RL Utilities (utils)

At a Glance

Purpose:

Infrastructure utilities for RL training, callbacks, and hyperparameter management

Location:

fusion/modules/rl/utils/

Key Classes:

EpisodicRewardCallback, LearnRateEntCallback, HyperparamConfig

Integration:

Used by all RL algorithms, environments, and training workflows

Overview

The utils module provides essential infrastructure supporting the entire RL framework. It handles everything from custom training callbacks to hyperparameter optimization, model initialization, and simulation data management.

▸ **TASK OBJECTIVE**
According to the RL utilities page, where is the utils module located? The entries that come next are not needed for any of this work.

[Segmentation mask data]

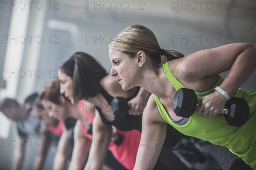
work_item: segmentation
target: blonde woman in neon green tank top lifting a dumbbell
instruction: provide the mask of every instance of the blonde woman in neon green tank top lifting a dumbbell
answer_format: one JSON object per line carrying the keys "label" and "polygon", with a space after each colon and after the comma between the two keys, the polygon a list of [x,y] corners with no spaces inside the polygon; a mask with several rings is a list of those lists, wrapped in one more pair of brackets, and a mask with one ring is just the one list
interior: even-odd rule
{"label": "blonde woman in neon green tank top lifting a dumbbell", "polygon": [[[255,44],[229,44],[183,57],[180,52],[160,48],[153,32],[145,26],[133,25],[120,32],[108,47],[111,76],[116,77],[122,89],[140,86],[152,93],[143,113],[145,146],[139,147],[134,169],[154,167],[167,124],[188,136],[211,137],[210,142],[228,147],[256,169],[256,93],[239,89],[255,70]],[[169,60],[163,66],[159,66],[161,56]],[[122,76],[124,69],[129,76]],[[188,74],[191,70],[196,74]],[[209,70],[211,75],[207,74]],[[219,73],[227,70],[230,72],[223,79]],[[180,88],[193,89],[198,101],[204,104],[187,119],[176,116],[172,109],[174,95]],[[233,96],[244,98],[250,107],[249,119],[241,127],[228,125],[224,116],[218,114]],[[180,121],[182,125],[177,124]]]}

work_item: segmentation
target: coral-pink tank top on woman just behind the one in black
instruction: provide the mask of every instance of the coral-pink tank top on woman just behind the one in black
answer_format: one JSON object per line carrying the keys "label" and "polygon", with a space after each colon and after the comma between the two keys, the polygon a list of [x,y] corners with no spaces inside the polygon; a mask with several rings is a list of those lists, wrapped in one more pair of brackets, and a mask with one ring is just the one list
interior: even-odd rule
{"label": "coral-pink tank top on woman just behind the one in black", "polygon": [[[82,100],[79,102],[79,105],[84,115],[90,120],[90,123],[93,123],[94,116],[86,111]],[[84,135],[87,136],[89,139],[93,139],[93,136],[87,133],[87,129],[81,121],[80,125],[81,129],[84,132]],[[111,141],[108,149],[112,152],[113,156],[116,158],[117,161],[119,161],[128,170],[132,170],[136,161],[141,133],[139,130],[121,131],[118,129],[116,130],[116,133],[123,136],[122,144],[115,145]]]}

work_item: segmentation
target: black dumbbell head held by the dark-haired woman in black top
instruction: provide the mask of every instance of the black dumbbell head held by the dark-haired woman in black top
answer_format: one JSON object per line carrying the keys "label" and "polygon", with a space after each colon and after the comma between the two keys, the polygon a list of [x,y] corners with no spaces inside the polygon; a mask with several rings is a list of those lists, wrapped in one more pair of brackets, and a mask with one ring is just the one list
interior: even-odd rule
{"label": "black dumbbell head held by the dark-haired woman in black top", "polygon": [[114,97],[111,102],[111,111],[115,116],[125,116],[128,113],[128,102],[124,97]]}

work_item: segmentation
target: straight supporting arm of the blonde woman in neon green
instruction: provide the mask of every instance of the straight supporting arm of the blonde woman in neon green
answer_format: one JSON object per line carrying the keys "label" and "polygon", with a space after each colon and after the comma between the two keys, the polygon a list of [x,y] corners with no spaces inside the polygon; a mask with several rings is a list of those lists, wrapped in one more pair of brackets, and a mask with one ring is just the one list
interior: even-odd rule
{"label": "straight supporting arm of the blonde woman in neon green", "polygon": [[151,95],[143,113],[141,140],[134,170],[154,168],[165,137],[166,123],[160,116],[154,96]]}

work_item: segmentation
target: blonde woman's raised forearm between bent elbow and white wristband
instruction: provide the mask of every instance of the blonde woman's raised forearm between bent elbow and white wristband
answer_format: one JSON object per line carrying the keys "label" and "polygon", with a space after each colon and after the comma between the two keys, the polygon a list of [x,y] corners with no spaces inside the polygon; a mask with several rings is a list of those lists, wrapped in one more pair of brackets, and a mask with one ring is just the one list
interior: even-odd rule
{"label": "blonde woman's raised forearm between bent elbow and white wristband", "polygon": [[248,45],[244,51],[234,61],[230,72],[220,88],[227,92],[230,96],[253,74],[256,69],[255,44]]}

▸ **ANSWER TO THE PROBLEM**
fusion/modules/rl/utils/